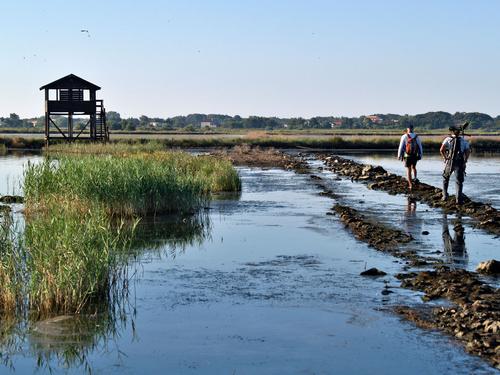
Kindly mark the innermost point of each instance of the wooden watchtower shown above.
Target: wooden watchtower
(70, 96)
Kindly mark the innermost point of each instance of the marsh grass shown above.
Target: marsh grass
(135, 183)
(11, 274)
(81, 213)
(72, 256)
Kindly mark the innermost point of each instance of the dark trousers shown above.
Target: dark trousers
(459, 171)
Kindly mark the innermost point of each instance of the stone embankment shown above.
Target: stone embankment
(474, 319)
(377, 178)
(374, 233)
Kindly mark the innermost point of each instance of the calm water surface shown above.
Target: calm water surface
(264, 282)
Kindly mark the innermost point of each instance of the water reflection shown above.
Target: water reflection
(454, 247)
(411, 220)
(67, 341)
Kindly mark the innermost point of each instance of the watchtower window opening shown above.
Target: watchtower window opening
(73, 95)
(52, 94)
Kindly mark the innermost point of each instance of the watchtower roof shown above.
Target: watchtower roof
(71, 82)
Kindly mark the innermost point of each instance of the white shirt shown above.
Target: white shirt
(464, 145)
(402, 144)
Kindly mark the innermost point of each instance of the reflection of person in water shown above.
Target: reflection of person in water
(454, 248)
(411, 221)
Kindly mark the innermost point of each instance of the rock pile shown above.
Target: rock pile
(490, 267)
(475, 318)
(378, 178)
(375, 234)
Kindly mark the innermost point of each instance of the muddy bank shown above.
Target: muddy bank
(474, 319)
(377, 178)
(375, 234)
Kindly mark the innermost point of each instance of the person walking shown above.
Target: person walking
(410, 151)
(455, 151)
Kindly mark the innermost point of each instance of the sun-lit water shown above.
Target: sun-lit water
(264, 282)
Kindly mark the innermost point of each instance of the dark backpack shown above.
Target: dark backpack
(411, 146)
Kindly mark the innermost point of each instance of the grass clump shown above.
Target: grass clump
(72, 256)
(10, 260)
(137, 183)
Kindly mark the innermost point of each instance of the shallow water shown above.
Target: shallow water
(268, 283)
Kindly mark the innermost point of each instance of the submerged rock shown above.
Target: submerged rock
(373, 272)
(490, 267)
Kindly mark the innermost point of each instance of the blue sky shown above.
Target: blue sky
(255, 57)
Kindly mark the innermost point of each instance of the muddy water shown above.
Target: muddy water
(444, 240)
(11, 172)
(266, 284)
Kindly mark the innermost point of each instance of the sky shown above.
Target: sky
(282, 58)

****************

**ACTION ITEM:** Beginning with the line that contains "Kindly mark the innermost point of each instance of the white", set down every line through the end of the data without change.

**SOLUTION TO THIS EXERCISE:**
Kindly mark the innermost point of each instance of the white shirt shown above.
Target: white shirt
(464, 145)
(402, 144)
Kindly mark the innermost point of each instance of the reflection of person in water shown above.
Target: reflection of person in water
(454, 248)
(411, 221)
Kindly mark the innermost point of each instance of the rock pile shown above.
Target: rock pile
(490, 267)
(475, 318)
(378, 178)
(375, 234)
Kindly mark the innermost point of each instance of the muddy bank shown above.
Target: muddy bank
(474, 319)
(377, 178)
(375, 234)
Kindly mark the innermost point of each instance of the person walking shown above.
Target: person walking
(410, 151)
(455, 151)
Kindly mark the innermost point of each instance of the sun-lit water shown above.
Target: sun-lit water
(264, 282)
Kindly mark the innermost point of each instance of the dark backpack shown above.
Target: dark backpack
(411, 146)
Kindly mark the innermost point of each instance of the grass clump shown above.
Target: grass clump
(72, 256)
(10, 260)
(137, 183)
Kindly mark the innermost point of each instance of the shallow water shown above.
Target: shallow water
(268, 283)
Kindly mark the innermost point of each instance of the submerged rock shown above.
Target: submerged rock
(373, 272)
(490, 267)
Kindly mark the innermost point of each instance of the blue sky shown above.
Target: blue sky
(255, 57)
Kindly mark the innermost point of each instance of the muddy water shown above.
Target: muddy water
(444, 240)
(11, 172)
(266, 284)
Kindly mark the innermost point of each instance of the sky shown above.
Target: sky
(282, 58)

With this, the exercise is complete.